Economic analysis and assessment of net clinical benefit often requires
estimation of absolute risk difference (ARD) for binary outcomes (e.g. survival,
response, disease progression) given baseline epidemiological risk in a
jurisdiction of interest and trial evidence of treatment effects. Typically, the
assumption is made that relative treatment effects are constant across baseline
risk, in which case relative risk (RR) or odds ratios (OR) could be applied
to estimate ARD. The objective of this article is to establish whether such use
of RR or OR allows consistent estimates of ARD.
ARD is calculated from alternative framing of effects (e.g. mortality vs
survival) applying standard methods for translating evidence with RR and
OR. For RR, the RR is applied to baseline risk in the jurisdiction to estimate
treatment risk; for OR, the baseline risk is converted to odds, the OR applied
and the resulting treatment odds converted back to risk.
ARD is shown to be consistently estimated with OR but changes with
framing of effects using RR wherever there is a treatment effect and epidemiological
risk differs from trial risk. Additionally, in indirect comparisons,
ARD is shown to be consistently estimated with OR, while calculation with
RR allows inconsistency, with alternative framing of effects in the direction,
let alone the extent, of ARD.

__Requirement 1__
In the abstract on absolute risk difference, copy the passage that opens with the words containing "ARD is shown to be consistently estimated with OR but" and closes with "extent, of ARD.".
__Requirement 2__
Answer these questions from the abstract on absolute risk difference:
(a) What does the usual assumption hold to be constant across baseline risk?
(b) When the odds ratio is used, what is the baseline risk converted to before the ratio is applied?
(c) With which measure is absolute risk difference shown to be consistently estimated?

__Extracted material__
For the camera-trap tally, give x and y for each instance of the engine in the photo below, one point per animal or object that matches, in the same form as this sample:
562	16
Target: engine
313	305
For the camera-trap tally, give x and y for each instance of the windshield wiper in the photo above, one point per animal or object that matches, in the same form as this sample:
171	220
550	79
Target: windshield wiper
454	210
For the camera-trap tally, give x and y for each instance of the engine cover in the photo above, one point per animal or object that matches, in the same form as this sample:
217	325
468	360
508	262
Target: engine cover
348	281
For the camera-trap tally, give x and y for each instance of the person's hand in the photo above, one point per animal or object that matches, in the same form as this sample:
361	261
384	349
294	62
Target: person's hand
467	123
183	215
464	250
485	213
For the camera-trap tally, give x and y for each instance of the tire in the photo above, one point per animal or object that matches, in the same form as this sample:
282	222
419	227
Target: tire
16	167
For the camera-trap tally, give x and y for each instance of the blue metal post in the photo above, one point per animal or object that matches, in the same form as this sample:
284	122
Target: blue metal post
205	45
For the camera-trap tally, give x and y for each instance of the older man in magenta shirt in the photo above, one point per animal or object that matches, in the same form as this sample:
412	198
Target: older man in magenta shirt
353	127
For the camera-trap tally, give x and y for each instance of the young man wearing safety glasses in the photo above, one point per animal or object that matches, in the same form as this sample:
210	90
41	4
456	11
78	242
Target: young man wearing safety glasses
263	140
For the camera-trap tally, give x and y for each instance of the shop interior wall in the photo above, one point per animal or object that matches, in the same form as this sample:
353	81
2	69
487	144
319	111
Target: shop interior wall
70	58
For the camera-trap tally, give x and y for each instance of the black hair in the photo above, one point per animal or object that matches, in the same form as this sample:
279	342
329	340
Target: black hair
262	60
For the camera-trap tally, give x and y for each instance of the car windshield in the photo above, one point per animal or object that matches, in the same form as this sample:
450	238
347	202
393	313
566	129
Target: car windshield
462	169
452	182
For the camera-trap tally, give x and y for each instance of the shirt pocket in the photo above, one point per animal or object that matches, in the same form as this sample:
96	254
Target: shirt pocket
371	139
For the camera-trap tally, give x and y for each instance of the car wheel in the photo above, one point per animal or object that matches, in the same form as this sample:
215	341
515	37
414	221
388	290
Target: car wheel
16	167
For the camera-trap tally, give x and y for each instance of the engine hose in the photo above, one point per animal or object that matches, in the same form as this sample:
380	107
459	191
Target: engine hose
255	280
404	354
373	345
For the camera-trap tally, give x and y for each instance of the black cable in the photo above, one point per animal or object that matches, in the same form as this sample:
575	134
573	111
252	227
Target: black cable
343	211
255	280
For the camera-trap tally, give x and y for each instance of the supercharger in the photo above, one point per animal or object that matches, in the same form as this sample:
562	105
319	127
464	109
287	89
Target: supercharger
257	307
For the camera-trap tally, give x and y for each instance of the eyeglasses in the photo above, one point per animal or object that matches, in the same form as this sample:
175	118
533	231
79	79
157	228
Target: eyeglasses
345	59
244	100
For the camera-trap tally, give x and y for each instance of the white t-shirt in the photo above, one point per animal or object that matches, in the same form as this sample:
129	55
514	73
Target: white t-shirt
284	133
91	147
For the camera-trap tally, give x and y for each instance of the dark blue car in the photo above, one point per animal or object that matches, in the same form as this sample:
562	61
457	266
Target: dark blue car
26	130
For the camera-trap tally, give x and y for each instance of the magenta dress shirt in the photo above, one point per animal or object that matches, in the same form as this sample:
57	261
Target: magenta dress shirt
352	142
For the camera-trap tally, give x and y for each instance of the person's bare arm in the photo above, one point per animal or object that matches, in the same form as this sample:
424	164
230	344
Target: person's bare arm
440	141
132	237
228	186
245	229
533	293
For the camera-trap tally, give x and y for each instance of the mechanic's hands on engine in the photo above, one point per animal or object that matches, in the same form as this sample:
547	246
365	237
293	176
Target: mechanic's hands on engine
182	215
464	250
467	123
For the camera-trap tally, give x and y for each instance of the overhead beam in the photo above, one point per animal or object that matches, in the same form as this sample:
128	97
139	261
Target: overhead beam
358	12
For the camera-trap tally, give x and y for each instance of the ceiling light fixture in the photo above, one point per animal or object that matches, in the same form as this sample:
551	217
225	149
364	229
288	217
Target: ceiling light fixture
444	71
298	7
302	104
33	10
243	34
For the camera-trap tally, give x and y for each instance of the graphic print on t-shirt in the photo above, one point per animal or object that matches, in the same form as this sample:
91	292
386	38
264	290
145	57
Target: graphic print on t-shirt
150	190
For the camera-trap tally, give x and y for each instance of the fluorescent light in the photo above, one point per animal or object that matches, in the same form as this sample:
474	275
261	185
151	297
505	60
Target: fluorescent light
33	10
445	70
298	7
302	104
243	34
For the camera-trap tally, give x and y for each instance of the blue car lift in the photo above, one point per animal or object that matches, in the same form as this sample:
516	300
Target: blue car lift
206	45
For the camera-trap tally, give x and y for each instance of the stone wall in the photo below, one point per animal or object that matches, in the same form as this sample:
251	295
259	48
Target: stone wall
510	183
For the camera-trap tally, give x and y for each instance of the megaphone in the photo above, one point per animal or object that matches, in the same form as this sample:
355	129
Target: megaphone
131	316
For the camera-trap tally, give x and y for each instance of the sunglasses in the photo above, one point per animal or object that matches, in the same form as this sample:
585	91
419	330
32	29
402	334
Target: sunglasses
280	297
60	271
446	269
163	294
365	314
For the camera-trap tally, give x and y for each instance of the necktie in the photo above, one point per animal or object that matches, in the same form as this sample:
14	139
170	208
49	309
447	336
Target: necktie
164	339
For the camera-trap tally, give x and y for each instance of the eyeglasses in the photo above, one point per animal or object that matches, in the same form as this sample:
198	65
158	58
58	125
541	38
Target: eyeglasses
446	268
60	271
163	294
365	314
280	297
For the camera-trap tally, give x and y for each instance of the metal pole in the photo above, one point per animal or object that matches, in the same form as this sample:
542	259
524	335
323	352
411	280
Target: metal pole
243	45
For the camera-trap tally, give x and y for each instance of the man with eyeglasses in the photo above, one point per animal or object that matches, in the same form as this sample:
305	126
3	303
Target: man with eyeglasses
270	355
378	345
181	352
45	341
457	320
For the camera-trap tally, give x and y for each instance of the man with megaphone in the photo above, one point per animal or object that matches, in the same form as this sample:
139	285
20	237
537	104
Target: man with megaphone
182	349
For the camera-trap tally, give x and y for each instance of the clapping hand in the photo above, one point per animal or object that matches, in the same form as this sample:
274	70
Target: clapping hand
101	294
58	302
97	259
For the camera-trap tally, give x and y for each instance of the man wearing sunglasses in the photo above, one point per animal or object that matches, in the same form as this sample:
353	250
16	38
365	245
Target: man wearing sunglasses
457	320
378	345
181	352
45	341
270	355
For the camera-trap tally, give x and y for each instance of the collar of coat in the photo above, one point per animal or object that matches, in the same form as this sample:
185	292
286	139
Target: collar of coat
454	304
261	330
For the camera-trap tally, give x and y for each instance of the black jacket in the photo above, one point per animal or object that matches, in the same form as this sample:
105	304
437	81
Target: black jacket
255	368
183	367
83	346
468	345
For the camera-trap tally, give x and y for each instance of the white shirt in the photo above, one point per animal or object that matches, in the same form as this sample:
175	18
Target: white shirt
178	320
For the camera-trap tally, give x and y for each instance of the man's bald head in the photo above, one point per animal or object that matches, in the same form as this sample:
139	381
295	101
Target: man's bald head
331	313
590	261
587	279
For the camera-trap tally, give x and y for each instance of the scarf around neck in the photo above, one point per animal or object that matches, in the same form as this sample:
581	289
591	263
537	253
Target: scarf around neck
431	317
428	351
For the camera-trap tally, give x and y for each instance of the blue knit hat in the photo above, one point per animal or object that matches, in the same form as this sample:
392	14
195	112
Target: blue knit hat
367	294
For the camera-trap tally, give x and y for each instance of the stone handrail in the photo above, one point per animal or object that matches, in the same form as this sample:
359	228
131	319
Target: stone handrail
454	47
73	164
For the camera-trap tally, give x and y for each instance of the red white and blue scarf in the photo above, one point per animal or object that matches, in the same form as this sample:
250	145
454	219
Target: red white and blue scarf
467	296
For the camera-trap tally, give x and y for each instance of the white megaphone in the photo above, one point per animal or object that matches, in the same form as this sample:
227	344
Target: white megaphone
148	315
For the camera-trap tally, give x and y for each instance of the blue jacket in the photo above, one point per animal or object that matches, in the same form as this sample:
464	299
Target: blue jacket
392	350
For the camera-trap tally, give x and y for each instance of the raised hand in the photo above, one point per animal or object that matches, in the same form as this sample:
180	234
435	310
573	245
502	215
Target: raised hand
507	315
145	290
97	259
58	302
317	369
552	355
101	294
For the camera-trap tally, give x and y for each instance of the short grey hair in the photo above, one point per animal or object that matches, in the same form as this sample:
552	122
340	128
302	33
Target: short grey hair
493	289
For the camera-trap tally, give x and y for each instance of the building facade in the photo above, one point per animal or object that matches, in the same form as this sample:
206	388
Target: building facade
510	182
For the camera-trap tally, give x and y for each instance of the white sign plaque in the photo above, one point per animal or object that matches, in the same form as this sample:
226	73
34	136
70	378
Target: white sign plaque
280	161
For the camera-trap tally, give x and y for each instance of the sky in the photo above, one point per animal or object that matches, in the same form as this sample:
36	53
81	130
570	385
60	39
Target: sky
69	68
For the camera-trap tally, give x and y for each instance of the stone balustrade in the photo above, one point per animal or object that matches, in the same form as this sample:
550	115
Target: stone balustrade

__Task output 1__
ARD is shown to be consistently estimated with OR but changes with
framing of effects using RR wherever there is a treatment effect and epidemiological
risk differs from trial risk. Additionally, in indirect comparisons,
ARD is shown to be consistently estimated with OR, while calculation with
RR allows inconsistency, with alternative framing of effects in the direction,
let alone the extent, of ARD.

__Task output 2__
(a) Relative treatment effects.
(b) Odds.
(c) The odds ratio (OR).